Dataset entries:
+===+
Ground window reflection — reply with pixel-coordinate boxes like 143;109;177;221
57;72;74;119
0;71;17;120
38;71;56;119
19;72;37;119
+===+
-- Request --
Rewrite the records above, changing "boxes" to "rectangles" and leaving everything else untouched.

-- Solution to the exercise --
Ground window reflection — reply with pixel-coordinate rectangles like 143;109;177;221
57;72;74;119
0;71;17;120
38;71;56;119
19;72;37;119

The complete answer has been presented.